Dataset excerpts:
#####
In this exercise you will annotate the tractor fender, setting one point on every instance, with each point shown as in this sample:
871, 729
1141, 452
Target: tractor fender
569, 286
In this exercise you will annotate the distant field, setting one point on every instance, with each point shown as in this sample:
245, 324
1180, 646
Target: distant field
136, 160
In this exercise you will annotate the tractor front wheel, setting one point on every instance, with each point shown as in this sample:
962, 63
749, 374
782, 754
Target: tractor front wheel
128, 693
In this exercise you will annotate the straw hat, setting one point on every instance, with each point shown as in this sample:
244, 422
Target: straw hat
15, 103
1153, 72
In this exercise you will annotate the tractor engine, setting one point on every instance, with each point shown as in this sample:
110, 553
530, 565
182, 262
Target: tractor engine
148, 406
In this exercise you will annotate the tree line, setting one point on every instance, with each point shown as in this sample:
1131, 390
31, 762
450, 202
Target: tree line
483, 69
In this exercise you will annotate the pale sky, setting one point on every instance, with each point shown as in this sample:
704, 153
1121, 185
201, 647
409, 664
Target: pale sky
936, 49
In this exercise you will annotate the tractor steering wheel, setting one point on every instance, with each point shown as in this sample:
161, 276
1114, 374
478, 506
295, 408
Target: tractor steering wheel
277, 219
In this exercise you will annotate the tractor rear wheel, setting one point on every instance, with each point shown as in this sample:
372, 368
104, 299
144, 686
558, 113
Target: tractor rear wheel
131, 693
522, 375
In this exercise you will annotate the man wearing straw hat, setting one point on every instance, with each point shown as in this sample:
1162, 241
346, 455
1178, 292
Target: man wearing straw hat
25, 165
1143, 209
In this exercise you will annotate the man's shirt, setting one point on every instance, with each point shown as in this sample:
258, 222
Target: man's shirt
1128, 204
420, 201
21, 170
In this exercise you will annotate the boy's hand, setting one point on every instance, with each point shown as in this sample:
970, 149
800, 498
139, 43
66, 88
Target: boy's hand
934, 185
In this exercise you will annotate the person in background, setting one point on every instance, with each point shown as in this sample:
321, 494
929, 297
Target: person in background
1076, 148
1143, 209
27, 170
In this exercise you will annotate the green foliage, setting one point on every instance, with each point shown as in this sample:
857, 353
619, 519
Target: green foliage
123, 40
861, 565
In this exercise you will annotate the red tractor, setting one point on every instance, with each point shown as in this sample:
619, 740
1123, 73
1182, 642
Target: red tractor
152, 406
#####
- What you are asked to do -
Each record above is to be written out again, without any change.

- Response to the exercise -
In this exercise you will annotate the tractor fender, setting one point on every instance, with each point shown as in this sample:
871, 729
1141, 452
Target: tractor fender
569, 286
In this exercise you will annotate the distant field, setting one point on every instance, with each point shown as in this sample:
245, 324
1180, 646
Target: distant field
136, 160
In this exercise you will annotate the tractor front wheel, setting one point on every instance, with each point shown as in this sample:
962, 63
749, 374
782, 754
Target: tractor front wheel
128, 693
In this exercise you will annotate the straw hat, setting one point on every instance, with each point shown as in this sample:
244, 422
Target: straw hat
15, 103
1153, 72
In this exercise you will annotate the tractor engine, setting one point on every instance, with each point shown as in this sample:
110, 553
530, 565
182, 262
Target: tractor engine
148, 406
In this exercise you will annotate the tree line, setting one point on every instance, with each point shown as in this sample:
1131, 390
31, 762
450, 202
Target: tree line
483, 69
In this exercise you will annotate the pale sky, setting one point on every instance, with each point shown as in this sample:
704, 153
1121, 185
201, 647
409, 664
Target: pale sky
936, 49
In this exercise you will annotate the tractor steering wheel, setting one point on every instance, with each point shown as in this sample:
161, 276
1114, 374
478, 506
295, 408
Target: tractor steering wheel
277, 219
In this exercise you will annotate the tractor rear wheel, setting one point on every instance, with each point shown as in this sample:
372, 368
104, 299
144, 686
558, 113
Target: tractor rear wheel
131, 693
522, 375
In this exercise you will annotate the man wearing straw hat, setting one point on every instance, with each point shown as in this sample:
1162, 241
346, 455
1178, 292
Target: man wearing straw hat
25, 165
1143, 209
In this exercise you will annotate the man's shirt, setting one point on every instance, with each point shown as in this sample:
258, 222
Target: man's shirt
1128, 204
420, 201
21, 170
In this exercise you will annotate the boy's hand, setting one point on every instance, with each point shown as in this sample:
970, 149
800, 498
139, 43
66, 88
Target: boy's hand
934, 185
In this exercise you will annotate the person in background, setting one point on every instance, with each point shown as in this sample:
321, 494
929, 297
Target: person in background
1076, 148
1143, 209
27, 170
In this exercise you will annotate the green foliage, setting one point on every instance, with each point shown as in this sample:
857, 353
619, 519
Target: green foliage
123, 40
861, 565
In this exercise you will annotate the red tractor, setting one point on every instance, with each point shown as in this sample:
619, 740
1123, 73
1182, 642
Target: red tractor
152, 406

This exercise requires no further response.